Labeled shape records
┌──
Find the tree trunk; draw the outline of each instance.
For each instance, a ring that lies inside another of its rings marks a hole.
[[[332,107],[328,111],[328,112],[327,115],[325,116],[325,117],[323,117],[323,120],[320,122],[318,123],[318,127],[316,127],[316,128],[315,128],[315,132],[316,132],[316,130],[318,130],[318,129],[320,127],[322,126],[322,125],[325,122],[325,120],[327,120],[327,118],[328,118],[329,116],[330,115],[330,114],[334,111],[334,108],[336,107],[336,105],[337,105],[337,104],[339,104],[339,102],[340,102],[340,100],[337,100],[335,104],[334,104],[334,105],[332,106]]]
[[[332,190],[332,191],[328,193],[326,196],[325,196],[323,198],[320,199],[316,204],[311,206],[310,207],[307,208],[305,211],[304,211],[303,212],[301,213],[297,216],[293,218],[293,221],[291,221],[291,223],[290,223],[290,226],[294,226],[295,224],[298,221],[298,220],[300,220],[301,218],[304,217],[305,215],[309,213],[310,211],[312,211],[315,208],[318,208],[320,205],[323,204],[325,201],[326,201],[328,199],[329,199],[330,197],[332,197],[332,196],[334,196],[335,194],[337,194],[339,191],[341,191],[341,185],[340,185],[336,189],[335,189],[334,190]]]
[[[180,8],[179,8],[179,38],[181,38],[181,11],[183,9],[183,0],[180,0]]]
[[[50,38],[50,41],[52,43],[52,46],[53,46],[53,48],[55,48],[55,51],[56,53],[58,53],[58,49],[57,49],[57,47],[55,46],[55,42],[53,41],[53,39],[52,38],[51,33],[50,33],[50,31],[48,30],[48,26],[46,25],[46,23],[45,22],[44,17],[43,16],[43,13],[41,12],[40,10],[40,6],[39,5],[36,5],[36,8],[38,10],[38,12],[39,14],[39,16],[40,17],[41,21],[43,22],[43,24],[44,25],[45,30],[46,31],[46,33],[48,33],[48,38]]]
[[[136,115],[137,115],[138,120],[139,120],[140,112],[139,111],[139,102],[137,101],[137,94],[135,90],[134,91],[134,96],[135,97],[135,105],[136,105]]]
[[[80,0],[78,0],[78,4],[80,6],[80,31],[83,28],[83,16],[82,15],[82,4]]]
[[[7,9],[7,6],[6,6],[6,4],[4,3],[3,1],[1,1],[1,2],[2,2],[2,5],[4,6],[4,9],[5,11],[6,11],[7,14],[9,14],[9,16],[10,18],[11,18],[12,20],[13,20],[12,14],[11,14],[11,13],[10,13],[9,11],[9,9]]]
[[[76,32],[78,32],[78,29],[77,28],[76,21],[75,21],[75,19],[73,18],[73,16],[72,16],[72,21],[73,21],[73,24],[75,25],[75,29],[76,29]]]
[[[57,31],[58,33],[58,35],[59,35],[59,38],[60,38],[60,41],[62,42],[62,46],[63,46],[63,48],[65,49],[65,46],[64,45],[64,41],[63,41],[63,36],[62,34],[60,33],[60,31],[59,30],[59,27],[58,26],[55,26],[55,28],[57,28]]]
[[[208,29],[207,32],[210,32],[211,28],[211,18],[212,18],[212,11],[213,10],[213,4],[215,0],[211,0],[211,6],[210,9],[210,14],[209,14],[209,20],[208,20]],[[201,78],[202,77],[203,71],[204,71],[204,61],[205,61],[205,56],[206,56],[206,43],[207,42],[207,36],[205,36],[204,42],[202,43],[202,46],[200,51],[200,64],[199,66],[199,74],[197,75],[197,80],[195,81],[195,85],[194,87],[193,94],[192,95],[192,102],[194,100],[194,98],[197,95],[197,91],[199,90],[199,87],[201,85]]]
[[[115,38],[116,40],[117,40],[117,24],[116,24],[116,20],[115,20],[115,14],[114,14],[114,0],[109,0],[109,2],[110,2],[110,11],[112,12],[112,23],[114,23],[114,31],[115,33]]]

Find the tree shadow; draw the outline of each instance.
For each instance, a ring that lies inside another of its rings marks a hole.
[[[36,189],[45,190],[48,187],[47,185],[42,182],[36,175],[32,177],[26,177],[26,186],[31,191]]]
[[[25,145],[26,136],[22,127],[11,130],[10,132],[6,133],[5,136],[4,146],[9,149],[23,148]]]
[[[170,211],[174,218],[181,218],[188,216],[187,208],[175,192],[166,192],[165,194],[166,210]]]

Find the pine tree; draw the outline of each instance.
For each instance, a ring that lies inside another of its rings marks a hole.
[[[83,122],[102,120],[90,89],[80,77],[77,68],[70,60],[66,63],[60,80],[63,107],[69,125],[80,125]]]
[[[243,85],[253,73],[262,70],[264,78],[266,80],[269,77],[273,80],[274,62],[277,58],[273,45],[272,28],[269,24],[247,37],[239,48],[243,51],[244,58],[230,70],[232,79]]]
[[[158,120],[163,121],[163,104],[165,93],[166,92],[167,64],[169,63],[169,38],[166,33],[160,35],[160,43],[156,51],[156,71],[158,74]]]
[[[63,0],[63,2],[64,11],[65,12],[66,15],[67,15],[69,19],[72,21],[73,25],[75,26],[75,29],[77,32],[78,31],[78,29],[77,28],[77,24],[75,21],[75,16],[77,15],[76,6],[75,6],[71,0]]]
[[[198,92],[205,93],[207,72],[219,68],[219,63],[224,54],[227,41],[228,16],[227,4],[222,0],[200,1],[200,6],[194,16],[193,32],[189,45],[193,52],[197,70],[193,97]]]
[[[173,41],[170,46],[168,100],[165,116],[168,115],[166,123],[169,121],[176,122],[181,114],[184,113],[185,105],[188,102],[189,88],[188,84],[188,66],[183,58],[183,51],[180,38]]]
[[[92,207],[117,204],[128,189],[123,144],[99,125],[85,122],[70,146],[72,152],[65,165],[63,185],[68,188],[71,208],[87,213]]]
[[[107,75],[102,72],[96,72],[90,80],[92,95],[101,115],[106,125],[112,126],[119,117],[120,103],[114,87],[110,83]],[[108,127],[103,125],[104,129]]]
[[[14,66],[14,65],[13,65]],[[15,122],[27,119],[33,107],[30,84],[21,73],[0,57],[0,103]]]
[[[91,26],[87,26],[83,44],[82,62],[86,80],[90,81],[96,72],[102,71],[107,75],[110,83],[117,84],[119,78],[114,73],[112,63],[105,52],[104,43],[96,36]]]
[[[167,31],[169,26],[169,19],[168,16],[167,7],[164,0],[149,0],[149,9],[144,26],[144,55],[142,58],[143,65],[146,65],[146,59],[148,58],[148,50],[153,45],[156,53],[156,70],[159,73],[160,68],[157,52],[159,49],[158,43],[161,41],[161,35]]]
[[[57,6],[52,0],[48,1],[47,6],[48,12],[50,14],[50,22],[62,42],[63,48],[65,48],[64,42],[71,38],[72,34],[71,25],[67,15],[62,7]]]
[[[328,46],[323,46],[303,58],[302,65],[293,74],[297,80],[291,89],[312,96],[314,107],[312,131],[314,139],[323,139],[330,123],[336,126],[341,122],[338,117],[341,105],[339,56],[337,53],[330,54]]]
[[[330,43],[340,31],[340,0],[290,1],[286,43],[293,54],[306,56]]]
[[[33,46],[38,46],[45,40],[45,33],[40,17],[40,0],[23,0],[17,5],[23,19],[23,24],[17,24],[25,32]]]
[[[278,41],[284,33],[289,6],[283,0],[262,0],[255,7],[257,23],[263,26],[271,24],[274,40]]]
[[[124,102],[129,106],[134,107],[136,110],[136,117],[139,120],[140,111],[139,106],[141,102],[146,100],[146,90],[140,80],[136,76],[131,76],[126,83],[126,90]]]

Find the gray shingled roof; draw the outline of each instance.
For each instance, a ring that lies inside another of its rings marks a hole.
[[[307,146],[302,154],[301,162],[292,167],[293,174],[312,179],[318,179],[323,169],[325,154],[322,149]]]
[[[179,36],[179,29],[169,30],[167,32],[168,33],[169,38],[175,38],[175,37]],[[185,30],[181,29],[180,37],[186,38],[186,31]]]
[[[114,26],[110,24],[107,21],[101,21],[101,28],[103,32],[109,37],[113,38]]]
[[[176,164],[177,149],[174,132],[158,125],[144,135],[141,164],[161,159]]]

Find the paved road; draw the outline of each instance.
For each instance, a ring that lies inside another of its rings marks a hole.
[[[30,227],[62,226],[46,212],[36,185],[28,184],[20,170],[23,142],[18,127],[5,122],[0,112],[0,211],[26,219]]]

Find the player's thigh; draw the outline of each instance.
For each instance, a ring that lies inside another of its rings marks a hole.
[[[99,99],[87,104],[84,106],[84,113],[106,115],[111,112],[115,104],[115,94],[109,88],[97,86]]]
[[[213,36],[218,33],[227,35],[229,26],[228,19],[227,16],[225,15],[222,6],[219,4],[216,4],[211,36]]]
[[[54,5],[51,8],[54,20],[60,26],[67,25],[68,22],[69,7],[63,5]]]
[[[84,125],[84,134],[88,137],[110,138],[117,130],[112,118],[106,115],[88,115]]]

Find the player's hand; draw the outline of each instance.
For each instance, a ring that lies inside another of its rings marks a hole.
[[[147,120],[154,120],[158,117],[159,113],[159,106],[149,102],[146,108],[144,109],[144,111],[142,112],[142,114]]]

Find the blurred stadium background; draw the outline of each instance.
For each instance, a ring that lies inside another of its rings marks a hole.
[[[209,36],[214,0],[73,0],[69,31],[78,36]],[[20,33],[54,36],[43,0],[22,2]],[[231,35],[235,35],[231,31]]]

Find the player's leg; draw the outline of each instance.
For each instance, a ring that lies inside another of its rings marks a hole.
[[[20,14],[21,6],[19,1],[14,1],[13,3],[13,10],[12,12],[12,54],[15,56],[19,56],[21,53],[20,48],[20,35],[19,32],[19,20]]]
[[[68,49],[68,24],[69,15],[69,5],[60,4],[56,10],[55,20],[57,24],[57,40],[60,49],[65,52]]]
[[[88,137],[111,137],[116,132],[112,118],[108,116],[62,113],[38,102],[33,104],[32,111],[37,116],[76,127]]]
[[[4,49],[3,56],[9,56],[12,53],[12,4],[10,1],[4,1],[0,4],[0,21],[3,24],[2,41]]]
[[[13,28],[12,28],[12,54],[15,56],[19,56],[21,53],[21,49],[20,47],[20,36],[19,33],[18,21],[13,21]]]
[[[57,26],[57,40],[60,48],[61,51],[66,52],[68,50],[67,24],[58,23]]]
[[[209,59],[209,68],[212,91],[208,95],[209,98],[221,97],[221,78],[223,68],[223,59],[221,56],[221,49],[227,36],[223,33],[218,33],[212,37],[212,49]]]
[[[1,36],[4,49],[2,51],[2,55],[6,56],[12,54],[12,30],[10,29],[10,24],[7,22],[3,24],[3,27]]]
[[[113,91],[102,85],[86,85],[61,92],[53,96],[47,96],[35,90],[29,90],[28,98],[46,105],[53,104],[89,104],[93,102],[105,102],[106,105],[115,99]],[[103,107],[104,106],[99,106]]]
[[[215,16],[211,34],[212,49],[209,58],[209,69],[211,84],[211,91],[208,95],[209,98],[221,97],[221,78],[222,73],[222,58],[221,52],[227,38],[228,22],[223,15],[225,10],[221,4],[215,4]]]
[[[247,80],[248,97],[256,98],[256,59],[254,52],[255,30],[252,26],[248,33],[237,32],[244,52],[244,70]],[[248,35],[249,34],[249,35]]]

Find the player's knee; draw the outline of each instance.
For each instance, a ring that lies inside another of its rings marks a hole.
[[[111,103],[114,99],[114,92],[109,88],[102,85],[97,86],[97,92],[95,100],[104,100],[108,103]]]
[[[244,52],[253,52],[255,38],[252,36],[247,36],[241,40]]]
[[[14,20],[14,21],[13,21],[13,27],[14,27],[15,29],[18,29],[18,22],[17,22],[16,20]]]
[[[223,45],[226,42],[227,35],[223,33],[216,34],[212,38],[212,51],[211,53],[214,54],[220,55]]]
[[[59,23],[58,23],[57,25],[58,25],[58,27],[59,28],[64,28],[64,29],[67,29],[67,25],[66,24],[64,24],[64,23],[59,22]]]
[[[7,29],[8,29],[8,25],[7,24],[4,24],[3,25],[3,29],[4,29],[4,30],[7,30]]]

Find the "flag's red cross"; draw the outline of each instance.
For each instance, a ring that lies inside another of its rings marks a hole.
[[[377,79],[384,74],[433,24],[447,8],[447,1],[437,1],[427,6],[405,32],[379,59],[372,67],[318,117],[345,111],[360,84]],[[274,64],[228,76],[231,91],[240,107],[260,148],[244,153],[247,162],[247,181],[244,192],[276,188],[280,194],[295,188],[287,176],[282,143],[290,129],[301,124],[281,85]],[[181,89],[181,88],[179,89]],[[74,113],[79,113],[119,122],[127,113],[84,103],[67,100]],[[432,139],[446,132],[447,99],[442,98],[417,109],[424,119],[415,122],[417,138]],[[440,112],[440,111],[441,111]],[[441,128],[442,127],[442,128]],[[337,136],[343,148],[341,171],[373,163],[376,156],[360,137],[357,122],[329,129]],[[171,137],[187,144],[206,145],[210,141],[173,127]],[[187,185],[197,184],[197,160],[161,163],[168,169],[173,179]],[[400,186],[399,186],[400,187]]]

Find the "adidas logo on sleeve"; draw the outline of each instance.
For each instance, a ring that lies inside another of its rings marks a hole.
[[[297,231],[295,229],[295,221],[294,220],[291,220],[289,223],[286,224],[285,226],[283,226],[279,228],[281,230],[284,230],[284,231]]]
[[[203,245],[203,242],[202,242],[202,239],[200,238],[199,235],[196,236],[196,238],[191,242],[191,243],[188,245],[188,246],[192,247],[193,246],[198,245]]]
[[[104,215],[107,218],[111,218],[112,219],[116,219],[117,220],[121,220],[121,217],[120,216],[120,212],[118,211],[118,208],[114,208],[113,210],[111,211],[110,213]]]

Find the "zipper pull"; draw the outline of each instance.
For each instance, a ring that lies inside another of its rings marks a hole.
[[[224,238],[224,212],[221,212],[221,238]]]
└──
* [OBJECTIVE]: Copy out each line of the items above that contains the word "player". Case counts.

* [RESULT BELOW]:
Find the player's thigh; draw the outline of each instance.
Find the player's hand; draw the outline of each instance.
Find the player's leg; draw the outline of each instance.
Find the player's knee; draw the outline of each instance.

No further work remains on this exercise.